DATASET RECORDS:
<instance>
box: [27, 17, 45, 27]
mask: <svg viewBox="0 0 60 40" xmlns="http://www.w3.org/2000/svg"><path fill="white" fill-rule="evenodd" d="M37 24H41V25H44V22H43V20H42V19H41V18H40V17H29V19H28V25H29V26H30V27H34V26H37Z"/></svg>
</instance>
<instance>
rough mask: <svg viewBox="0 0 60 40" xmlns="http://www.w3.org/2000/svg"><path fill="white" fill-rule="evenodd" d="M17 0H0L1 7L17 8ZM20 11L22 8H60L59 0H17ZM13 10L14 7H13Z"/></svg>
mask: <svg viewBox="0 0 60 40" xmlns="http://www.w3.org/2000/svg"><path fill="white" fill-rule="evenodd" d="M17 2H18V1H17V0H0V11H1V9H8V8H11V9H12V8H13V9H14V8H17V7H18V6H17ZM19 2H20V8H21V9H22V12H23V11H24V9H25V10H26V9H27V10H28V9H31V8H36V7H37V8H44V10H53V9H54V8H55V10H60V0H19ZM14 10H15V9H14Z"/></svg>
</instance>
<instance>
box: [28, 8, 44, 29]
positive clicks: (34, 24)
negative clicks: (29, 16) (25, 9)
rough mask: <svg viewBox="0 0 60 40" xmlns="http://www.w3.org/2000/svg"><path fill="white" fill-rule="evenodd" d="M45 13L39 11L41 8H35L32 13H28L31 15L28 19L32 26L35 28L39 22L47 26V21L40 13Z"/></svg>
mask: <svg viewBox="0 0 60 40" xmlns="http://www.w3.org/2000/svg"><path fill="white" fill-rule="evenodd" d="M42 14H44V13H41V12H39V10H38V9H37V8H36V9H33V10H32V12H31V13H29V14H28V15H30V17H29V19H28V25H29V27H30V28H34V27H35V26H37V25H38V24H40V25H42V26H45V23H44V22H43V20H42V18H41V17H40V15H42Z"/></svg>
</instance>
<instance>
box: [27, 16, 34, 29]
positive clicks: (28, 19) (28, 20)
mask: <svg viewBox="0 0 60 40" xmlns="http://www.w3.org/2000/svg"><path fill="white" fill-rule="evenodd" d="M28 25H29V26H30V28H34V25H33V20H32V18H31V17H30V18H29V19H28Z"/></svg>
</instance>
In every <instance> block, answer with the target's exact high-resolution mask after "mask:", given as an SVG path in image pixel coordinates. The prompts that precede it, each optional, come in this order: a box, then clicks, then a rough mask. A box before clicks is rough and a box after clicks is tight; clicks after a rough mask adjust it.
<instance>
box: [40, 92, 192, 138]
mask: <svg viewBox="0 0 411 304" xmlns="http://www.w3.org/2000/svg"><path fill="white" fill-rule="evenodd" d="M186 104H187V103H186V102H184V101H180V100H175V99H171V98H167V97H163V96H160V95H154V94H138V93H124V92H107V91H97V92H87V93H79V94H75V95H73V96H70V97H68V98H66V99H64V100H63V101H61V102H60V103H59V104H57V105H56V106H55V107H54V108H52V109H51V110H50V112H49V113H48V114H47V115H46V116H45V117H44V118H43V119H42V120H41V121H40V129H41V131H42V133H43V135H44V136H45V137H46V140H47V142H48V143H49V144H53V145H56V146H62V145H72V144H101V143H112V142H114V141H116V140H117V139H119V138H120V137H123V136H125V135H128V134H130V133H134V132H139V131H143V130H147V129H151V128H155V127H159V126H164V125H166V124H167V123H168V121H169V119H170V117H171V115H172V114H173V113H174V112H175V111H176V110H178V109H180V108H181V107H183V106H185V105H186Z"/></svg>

WHAT YOU SHOULD DO: Starting with the first line of the entries, transcribe every line up to and including the one with "negative clicks: (29, 16) (25, 9)".

YOUR SOLUTION:
<instance>
box: [27, 17, 45, 27]
mask: <svg viewBox="0 0 60 40" xmlns="http://www.w3.org/2000/svg"><path fill="white" fill-rule="evenodd" d="M37 24H41V25H44V22H43V20H42V19H41V18H40V17H29V19H28V25H29V26H30V27H34V26H37Z"/></svg>
</instance>
<instance>
rough mask: <svg viewBox="0 0 60 40" xmlns="http://www.w3.org/2000/svg"><path fill="white" fill-rule="evenodd" d="M17 0H0L1 7L17 8ZM20 11L22 8H60L59 0H17ZM13 10L14 7H13Z"/></svg>
mask: <svg viewBox="0 0 60 40" xmlns="http://www.w3.org/2000/svg"><path fill="white" fill-rule="evenodd" d="M17 2H18V1H17V0H0V11H1V9H8V8H11V9H12V8H13V9H14V8H17V7H18V6H17ZM19 2H20V8H21V9H22V12H23V11H24V9H25V10H26V9H27V10H28V9H31V8H36V7H37V8H44V10H53V9H54V8H55V10H60V0H19ZM14 10H15V9H14Z"/></svg>
</instance>
<instance>
box: [28, 8, 44, 29]
positive clicks: (34, 24)
negative clicks: (29, 16) (25, 9)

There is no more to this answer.